• [ТЕКСТ ДЛЯ ЧТЕНИЯ]

-- -- --

Впрочем не много прошло времени, как опять царь и король поднялись и устремились на битвы, точно бурные морские отливы и сирти, воздымающие огромные волны. Император возбудил против короля соседних ему сильных владетелей, склонив их к тому обещанием денег. А король приказывает начальнику флота Маию вывести из пристаней сорок кораблей, самых скорых на ходу, и, снарядив их заново, отправиться в Константинополь и там в слух городских жителей провозгласить его владыкой и царем Сицилии и Акилии, Капуи и Калабрии, и всех стран и островов, лежащих между ними, а римского императора унизить и очернить, и затем возвратиться. Исполняя это приказание, Маий обогнул Малею, {126} переплыл Эгейский залив и, пройдя Геллеспонт, подошел к столице. Здесь он переплыл сначала вдающийся в материк залив и, подступив к царским палатам во Влахернах, бросил на них стрелы с серебряными вызолоченными остриями, а потом, на возвратном пути оттуда, опустивши весла напротив большого дворца, начал превозносить похвалами своего короля, при громких и шумных восклицаниях всех бывших на кораблях матросов. Затем, дав быстрый ход кораблям и поплыв скорее воспеваемого древле корабля аргонавтов, он проскользнул между Систом и Авидом, как бы между другими Симплигадами, а между тем в городе произошло большое смятение, так как императора не было дома. Для короля сицилийского это было поводом к большому хвастовству, и он считал это за величайшую победу. А Мануил смотрел на этот случай как на шутку и, смеясь тому, что король добивается таких почестей, или, вернее сказать, разбойничает, предоставил ему по-пустому хвастаться и гордиться ничтожным и бесполезным успехом.

-- -- --

• [СПИСОК ДАННЫХ]
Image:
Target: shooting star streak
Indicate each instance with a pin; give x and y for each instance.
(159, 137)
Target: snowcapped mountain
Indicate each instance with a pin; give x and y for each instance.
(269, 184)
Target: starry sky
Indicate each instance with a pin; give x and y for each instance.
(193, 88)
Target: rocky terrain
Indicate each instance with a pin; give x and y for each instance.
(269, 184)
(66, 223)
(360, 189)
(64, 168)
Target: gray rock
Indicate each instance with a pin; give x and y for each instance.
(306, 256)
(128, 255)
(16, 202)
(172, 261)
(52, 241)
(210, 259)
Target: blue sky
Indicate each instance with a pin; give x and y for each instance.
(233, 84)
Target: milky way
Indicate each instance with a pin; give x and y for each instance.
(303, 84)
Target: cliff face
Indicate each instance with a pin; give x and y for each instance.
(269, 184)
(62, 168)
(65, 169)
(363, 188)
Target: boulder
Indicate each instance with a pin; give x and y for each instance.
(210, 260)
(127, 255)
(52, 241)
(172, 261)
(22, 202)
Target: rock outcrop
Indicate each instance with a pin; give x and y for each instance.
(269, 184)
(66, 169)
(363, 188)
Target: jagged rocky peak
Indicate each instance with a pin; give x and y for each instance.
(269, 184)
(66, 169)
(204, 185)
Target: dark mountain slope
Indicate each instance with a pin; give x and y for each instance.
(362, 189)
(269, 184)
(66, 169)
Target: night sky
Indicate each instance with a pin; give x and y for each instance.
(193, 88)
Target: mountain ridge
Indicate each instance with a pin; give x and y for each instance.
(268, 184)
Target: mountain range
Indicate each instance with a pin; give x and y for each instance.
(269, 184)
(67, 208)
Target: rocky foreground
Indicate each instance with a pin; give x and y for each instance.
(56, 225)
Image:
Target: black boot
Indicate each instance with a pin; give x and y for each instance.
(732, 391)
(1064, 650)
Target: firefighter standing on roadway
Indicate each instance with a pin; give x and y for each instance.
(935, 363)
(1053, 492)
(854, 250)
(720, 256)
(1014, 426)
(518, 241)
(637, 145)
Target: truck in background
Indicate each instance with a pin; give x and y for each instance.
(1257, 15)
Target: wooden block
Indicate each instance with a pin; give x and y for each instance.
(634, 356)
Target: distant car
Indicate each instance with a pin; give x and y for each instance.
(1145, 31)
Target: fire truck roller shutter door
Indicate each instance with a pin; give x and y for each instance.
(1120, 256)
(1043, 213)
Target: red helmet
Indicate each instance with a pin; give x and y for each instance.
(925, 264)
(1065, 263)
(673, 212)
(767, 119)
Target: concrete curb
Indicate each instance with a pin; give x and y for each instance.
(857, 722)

-- -- --

• [ЦЕЛЬ ЗАДАНИЯ] Объясните в одном–трех предложениях, почему, согласно тексту для чтения, в городе началось большое смятение во время набега Маия.

• [ОТВЕТ] В городе началось большое смятение, потому что императора в то время не было дома.